The input:

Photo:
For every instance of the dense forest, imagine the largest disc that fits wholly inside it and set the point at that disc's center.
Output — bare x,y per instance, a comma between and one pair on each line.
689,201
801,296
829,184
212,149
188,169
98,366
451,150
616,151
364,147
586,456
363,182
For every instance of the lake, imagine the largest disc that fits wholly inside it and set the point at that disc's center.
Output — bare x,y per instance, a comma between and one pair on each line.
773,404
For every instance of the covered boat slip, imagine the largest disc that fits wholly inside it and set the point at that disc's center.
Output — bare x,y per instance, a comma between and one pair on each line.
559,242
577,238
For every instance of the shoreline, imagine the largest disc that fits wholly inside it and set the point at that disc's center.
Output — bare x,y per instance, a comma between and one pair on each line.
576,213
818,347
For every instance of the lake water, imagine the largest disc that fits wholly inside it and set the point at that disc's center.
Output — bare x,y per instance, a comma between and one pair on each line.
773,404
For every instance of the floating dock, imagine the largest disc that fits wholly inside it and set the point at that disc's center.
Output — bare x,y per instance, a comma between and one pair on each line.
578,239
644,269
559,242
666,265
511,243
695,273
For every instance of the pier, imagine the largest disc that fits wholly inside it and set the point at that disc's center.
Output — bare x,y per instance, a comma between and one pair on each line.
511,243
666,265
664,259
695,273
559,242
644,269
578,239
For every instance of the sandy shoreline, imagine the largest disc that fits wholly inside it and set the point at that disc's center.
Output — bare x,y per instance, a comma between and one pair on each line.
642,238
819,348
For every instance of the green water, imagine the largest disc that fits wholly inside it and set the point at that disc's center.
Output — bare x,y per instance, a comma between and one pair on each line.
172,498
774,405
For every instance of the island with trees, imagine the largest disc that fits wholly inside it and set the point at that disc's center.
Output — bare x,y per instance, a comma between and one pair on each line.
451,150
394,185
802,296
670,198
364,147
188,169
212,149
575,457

Task item: Output each record exactly, leaving nothing out.

Result for this task:
Photo:
For every instance of the dense forest, imagine the largest disc that fits wholly inside it and set the point at that disc's center.
Output — bare x,y per instance, a comma between and one pair on each line.
689,201
801,296
829,184
212,149
188,169
98,366
451,150
616,151
364,147
586,456
363,182
For every instance of the lake, imagine the largest disc that fits wholly inside it and set the point at that disc's center.
Output — bare x,y per instance, a comma between and one pair on each line.
773,404
For every instance of the covered boat slip, imagine the largest disc that fits wholly inside it and set the point at that disc's center.
Output — bare x,y per instance, a comma between and one pair on each line.
559,242
577,238
For every instance of the shoreline, imagine the largest disc that fits wholly inside it and set the point at that disc's center.
Output — bare x,y per instance, a comma between and one pair on each line.
576,213
818,347
For every instance of the lake water, imagine the largest disc that fits wholly inside it and set the point at that disc's center.
Output — bare x,y per instance, a comma between and one pair on each line.
773,404
For every instance of the floating dock, imagine the largest disc that fits wholly inside it and set the point at that disc's center.
Output — bare x,y per instance, a comma between and one pair on each line.
578,239
644,269
559,242
666,265
511,243
695,273
For every instance of the pier, imagine the largest disc that fits wholly inside it and set the point at that disc's center.
Output — bare x,y per instance, a comma between and one pair on each line.
511,243
666,265
664,259
695,273
559,242
644,269
578,239
For every instance of the sandy shoreline, imagine the largest disc that fits wholly inside it and set the point at that disc's center.
Output — bare x,y per instance, a comma between and one pair on each line.
642,238
819,348
For every instance of the green water, imagine the largest disc that fits wholly inside it and set the point at that disc's center.
Output — bare x,y per instance, a comma between and one pair on each line.
172,498
774,405
For every instance of the island with trees, imagine the largest disc that fits wholly inside it and set the point at that disc's center.
Output — bare x,y per instance, a comma between and one pair on each line.
451,150
394,185
802,296
670,198
364,147
188,169
212,149
575,457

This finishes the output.